Supplied passage ::
——

Those running the game sport a pair of size 32 clown shoes with which they constantly kick themselves in the shins. That is when they're not throwing pies in their own faces.
There is usually a degree of separation between administrative bungling and on-field results — once hired/recruited coaches and players win or lose games, associations and club managers merely pay the bills and provide the sponsored jerseys.
Accordingly, you might blame the Wallabies' embarrassing 24-19 defeat to Scotland — who were without two British Lions — on astonishingly poor support play in the closing stages, some unusual Will Genia howlers or even a couple of borderline late penalties.
But it has become impossible to separate the plight of the Wallabies from the serially catastrophic management of the ARU, an organisation that could no longer be entrusted with running a local T-ball team.
As good a coach as Michael Cheika proved himself to be at the last World Cup, and as high as the exceptional Israel Folau leaps, the drip, drip, drip from more than a decade of calamitous administration has worn a hole in the heart of the Wallabies.
Buying yet more players from rugby league? Allowing veterans now who play in Europe to wear a gold jersey? Not even those measures can stop the decline of and, with it, the erosion of the game's appeal in a fiercely competitive football market.
Typically it is commercial, not competitive ructions that will lead to change — the recent loss of sponsorship dollars have the jungle drums beating.

——

Data extract ::
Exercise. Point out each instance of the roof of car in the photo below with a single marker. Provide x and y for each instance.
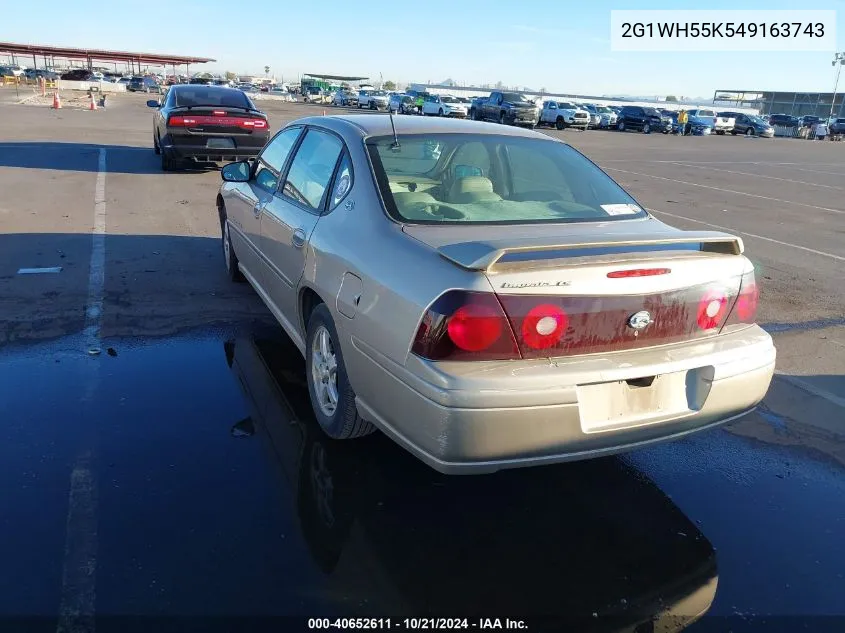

——

Exercise instructions ::
1/ From the Wallabies commentary, copy the words starting with "But it has become" and going on through "of the Wallabies.".
2/ In the Wallabies commentary, what was the score when Scotland beat the Wallabies?
3/ Continue the Wallabies commentary from where it stops.

Expected outputs ::
1/
But it has become impossible to separate the plight of the Wallabies from the serially catastrophic management of the ARU, an organisation that could no longer be entrusted with running a local T-ball team.
As good a coach as Michael Cheika proved himself to be at the last World Cup, and as high as the exceptional Israel Folau leaps, the drip, drip, drip from more than a decade of calamitous administration has worn a hole in the heart of the Wallabies.

2/ 24-19

3/
In the meantime, perhaps the one thing the ARU has got right is to stage Wallabies games on Saturday afternoons, including next Saturday's encounter with Italy.
Not because that has attracted big crowds to watch the Wallabies, but because in prime-time there was a real danger more people would have seen them.
Netball sets the pace for televised women's sport
Saturday night's Super Netball grand final was played by some brilliant local and imported athletes before a packed house and shown in prime-time on a major commercial TV network.
The only thing the Sunshine Coast Lightning's 65-48 victory over the Giants lacked was a dramatic finish — and the excitement and emotion of the inaugural champions compensated somewhat for the lopsided result.
It was a memorable night for a sport that has endured its share of internal strife this season, with disempowered state associations pushing back against a national executive that had modernised the competition by welcoming investment from AFL and NRL clubs.
Regardless of the politics, that netball can now stage a grand final that has the same sense of occasion as the major football codes says something for the big strides the sport has taken over the past decade.
Football is lauded for its vast female participation rate — upon which a Women's World Cup bid has been launched. Some reporters quite literally wept upon proclaiming the AFL Women's had smashed Aussie Rules' grass ceiling.
But in the way the Super Netball grand final was played, and particularly the way it was presented, netball — yes, once daggy old netball — is setting the pace for Australian women's team sports as a live and televised spectacle.
Uncertain fate for Buddy Franklin
Lance "Buddy" Franklin will come under the scrutiny of the AFL's Match Review Panel for a bump on Richmond's Connor Menadue during the Swans' comeback victory on Saturday.
Whether Franklin is penalised will depend on the now traditional AFL MRP's version of rock, paper, scissors.
But if the AFL sanctions remain one of life's great uncertainties, something far more reassuring has returned — the competitive instinct of the always admirable Sydney Swans.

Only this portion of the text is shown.